Directive: Output the lines from the one with "UI element grounding: the sunlit" through the end of the records, both ends included, copying each exactly. Leave the pictures out of your answer.

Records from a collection
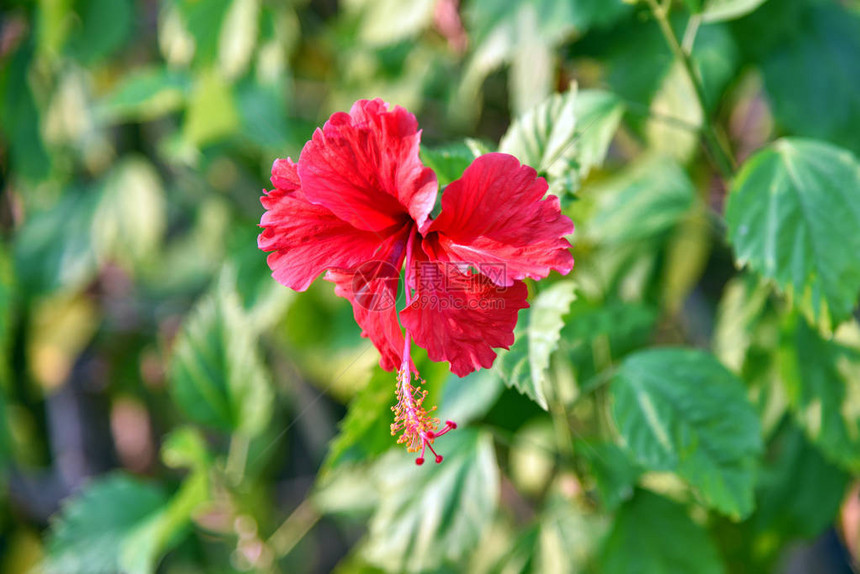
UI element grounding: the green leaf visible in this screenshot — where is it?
[0,244,18,388]
[92,155,167,267]
[752,0,860,154]
[14,189,100,295]
[119,469,209,574]
[752,425,851,538]
[726,139,860,326]
[601,491,724,574]
[439,369,505,426]
[173,0,232,67]
[500,495,608,574]
[218,0,260,79]
[44,473,167,574]
[702,0,765,22]
[559,299,658,388]
[236,80,296,150]
[66,0,135,64]
[586,156,696,246]
[359,0,435,46]
[182,69,240,146]
[574,440,642,512]
[466,0,629,43]
[323,369,396,471]
[495,281,575,410]
[0,47,51,180]
[98,67,191,122]
[499,89,624,198]
[595,17,739,119]
[779,315,860,472]
[611,349,762,518]
[170,274,273,436]
[364,429,499,572]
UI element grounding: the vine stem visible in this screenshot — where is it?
[646,0,735,180]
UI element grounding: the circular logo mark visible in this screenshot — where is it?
[352,261,400,311]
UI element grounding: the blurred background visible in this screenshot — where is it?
[0,0,860,574]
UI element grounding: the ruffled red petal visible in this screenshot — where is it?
[325,228,408,371]
[400,251,529,377]
[257,159,393,291]
[423,153,573,286]
[299,99,437,231]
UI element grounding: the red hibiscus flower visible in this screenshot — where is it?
[258,99,573,464]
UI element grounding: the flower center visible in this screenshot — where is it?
[391,230,457,465]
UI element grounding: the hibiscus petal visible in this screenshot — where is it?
[299,99,437,231]
[257,159,392,291]
[400,260,529,377]
[423,153,573,286]
[325,229,414,371]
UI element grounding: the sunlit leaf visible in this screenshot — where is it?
[364,429,499,572]
[172,0,232,67]
[323,369,397,470]
[66,0,135,63]
[586,156,696,245]
[43,473,167,574]
[218,0,260,78]
[119,468,209,574]
[611,349,762,518]
[92,156,166,268]
[499,89,624,198]
[702,0,765,22]
[183,69,240,146]
[601,491,725,574]
[726,139,860,325]
[559,298,657,387]
[353,0,435,46]
[421,142,484,186]
[574,440,642,511]
[495,281,575,410]
[170,277,272,435]
[752,0,860,153]
[780,315,860,472]
[752,425,850,538]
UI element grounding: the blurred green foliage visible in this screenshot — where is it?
[0,0,860,574]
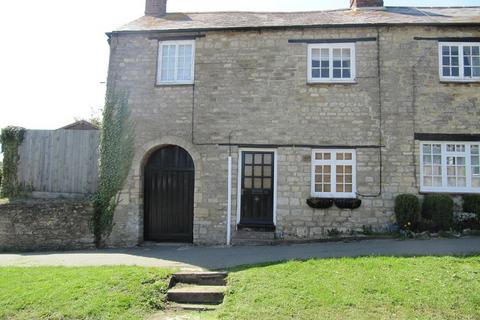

The answer:
UI element grounding: the sunlit leaf visible in this screenshot — where is it?
[364,429,499,572]
[172,0,232,67]
[323,369,397,470]
[66,0,135,63]
[586,156,696,245]
[43,473,167,574]
[218,0,260,78]
[119,468,209,574]
[611,349,762,518]
[92,156,166,268]
[499,89,624,198]
[702,0,765,22]
[183,69,240,146]
[601,491,725,574]
[726,139,860,325]
[559,298,657,387]
[353,0,435,46]
[421,142,484,186]
[574,440,642,511]
[495,281,575,410]
[170,277,272,435]
[752,0,860,153]
[780,315,860,472]
[752,425,850,538]
UI element grounding: the blurred green foliage visible in this screenshot — where is it?
[0,0,860,574]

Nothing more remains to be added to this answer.